MATERIALS PROVIDED:
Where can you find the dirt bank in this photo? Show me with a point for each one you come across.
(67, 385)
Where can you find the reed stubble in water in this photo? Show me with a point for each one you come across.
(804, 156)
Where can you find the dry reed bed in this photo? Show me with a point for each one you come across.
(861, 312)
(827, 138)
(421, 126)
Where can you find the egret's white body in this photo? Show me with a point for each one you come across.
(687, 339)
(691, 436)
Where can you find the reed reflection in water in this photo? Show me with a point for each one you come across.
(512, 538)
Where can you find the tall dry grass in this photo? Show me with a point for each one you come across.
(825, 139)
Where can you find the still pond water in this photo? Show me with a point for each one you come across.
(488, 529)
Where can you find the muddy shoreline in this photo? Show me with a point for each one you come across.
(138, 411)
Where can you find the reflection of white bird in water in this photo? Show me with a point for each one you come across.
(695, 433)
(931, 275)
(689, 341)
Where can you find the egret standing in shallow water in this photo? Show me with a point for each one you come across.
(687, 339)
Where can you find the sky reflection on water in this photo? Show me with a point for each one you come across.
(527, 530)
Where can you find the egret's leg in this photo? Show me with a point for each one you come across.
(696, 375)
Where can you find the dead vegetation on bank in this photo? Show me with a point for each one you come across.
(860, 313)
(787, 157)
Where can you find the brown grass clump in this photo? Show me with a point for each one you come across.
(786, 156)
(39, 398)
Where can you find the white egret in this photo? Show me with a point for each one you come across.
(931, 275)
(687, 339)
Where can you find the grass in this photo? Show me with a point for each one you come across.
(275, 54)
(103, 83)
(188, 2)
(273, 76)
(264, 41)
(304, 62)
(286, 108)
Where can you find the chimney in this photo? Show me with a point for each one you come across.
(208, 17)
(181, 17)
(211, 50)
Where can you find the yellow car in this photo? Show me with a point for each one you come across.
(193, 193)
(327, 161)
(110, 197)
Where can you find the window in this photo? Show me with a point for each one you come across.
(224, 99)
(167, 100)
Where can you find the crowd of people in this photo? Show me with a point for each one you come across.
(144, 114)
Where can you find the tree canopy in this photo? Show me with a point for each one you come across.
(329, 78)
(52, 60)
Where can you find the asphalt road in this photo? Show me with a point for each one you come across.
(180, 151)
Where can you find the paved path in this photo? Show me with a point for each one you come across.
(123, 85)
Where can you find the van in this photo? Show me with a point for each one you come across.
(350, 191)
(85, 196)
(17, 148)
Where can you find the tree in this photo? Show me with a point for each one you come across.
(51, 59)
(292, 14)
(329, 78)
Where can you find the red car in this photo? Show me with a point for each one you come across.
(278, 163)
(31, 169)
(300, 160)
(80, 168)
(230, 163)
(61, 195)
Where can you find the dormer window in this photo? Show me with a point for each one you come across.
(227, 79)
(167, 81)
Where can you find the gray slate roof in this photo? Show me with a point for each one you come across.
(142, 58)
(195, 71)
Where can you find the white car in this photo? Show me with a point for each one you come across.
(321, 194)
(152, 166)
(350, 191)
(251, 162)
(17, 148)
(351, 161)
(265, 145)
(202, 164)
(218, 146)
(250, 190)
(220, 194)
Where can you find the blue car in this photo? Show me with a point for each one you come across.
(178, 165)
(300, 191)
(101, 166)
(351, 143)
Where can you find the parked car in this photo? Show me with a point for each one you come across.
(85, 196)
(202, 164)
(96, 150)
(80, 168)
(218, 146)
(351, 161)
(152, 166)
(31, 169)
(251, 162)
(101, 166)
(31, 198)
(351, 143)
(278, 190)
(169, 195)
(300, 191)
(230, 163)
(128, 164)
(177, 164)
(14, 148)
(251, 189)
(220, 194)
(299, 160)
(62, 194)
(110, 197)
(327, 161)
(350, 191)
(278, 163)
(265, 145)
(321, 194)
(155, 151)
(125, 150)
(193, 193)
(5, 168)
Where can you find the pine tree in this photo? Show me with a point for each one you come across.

EXERCISE BRIEF:
Rewrite all of the items above, putting "Mark them" wherever "Show me" occurs and changing nothing else.

RESULT:
Where can you find the dirt bank in this photo? Mark them with a point for each one you come across.
(67, 385)
Where can you find the reed stubble in water in this photo? Mark them with a point for each one you come across.
(804, 156)
Where can you find the dry reed bed in this photo? Mark them with a point for each one you come across.
(861, 312)
(827, 138)
(421, 126)
Where can you find the egret's white body in this photo? Mark them with a point for each one you come across.
(687, 339)
(691, 436)
Where can you find the reed reflection in water in this photo? Mark them with a point for each one you come across.
(512, 538)
Where can you find the tall dry grass in this photo? Mark them with a point for each one you come across.
(825, 139)
Where can you find the still pond water in this photo? Mark them with a point for each one you come across.
(488, 529)
Where can you find the muddy shoreline in this photo? Mark them with a point for each one you come across.
(138, 411)
Where can you find the reflection of white bird in water in this photo? Mark them with a point for each one you come across.
(695, 433)
(931, 275)
(689, 341)
Where can you find the egret standing in shallow water in this photo? Mark them with a point for each one you come across.
(687, 339)
Where can you find the sky reflection on water in this photo? Mark them with a point for each one you come across.
(527, 530)
Where can you find the egret's leg in this photo? Mark them with a point for each one you come across.
(696, 375)
Where can you find the dead vegetation on bank in this photo? Mark them with a point for each one you come across.
(860, 313)
(787, 157)
Where can you find the brown grass clump in this photo? Mark them with a point for each one you come across.
(786, 156)
(39, 398)
Where can you find the white egret in this photo? Mark them with a point for each one you come across.
(931, 275)
(687, 339)
Where can you find the grass in this photo? Mark them with a point for each one you come across.
(275, 54)
(103, 83)
(188, 2)
(273, 76)
(264, 41)
(304, 62)
(286, 108)
Where can you find the chimney in this photo? Mark them with a point for each one you come across.
(208, 17)
(181, 17)
(211, 50)
Where can you find the yellow car in this photo? Mark them with a point for each one you come across.
(193, 193)
(327, 161)
(110, 197)
Where can you find the window in this photo? Mark them with a point for each one you come across.
(224, 99)
(167, 100)
Where can you find the crowd of people in this photo? Mark them with a point for each one you come across.
(144, 114)
Where can you find the tree canopy in this photo? Mark them with a point for each one you come across.
(329, 78)
(52, 60)
Where can you find the asphalt road in this photo? Mark them with a point for each one you come across.
(180, 151)
Where can you find the paved path in this photo? Mark them with a point for each one you come across.
(123, 85)
Where can you find the van in this photo? Mark them with a point for each one you come across.
(350, 191)
(85, 196)
(17, 148)
Where can you find the tree in this photo? Mark them with a point for each one you come across.
(51, 59)
(292, 14)
(329, 78)
Where can you find the red car in this photo? Mark them with a point for each one you come across.
(278, 163)
(31, 169)
(300, 160)
(80, 168)
(230, 163)
(61, 195)
Where can you find the dormer window in this photo? Mark them with a point for each one you come across.
(227, 79)
(167, 81)
Where can you find the gray slate roof in this photo? Mark them with a point for each one you come across.
(142, 58)
(195, 71)
Where can you find the white car in this photo? Mark them with a point for each one you come across.
(321, 194)
(152, 166)
(350, 191)
(251, 162)
(17, 148)
(351, 161)
(265, 145)
(202, 164)
(218, 146)
(250, 190)
(220, 194)
Where can you find the blue car in this photo? Mark them with a point for each one you come across.
(178, 165)
(300, 191)
(101, 166)
(351, 143)
Where can you find the parked car in this photo? Mark them with a point for each one you come across.
(85, 196)
(202, 164)
(96, 150)
(80, 168)
(218, 146)
(351, 161)
(152, 166)
(31, 169)
(251, 162)
(101, 166)
(31, 198)
(351, 143)
(278, 190)
(169, 195)
(300, 191)
(230, 163)
(128, 164)
(177, 164)
(14, 148)
(251, 189)
(220, 194)
(299, 160)
(62, 194)
(110, 197)
(327, 161)
(350, 191)
(278, 163)
(265, 145)
(321, 194)
(155, 151)
(125, 150)
(193, 193)
(5, 168)
Where can you find the pine tree in this photo? Mark them with a point for each one you come across.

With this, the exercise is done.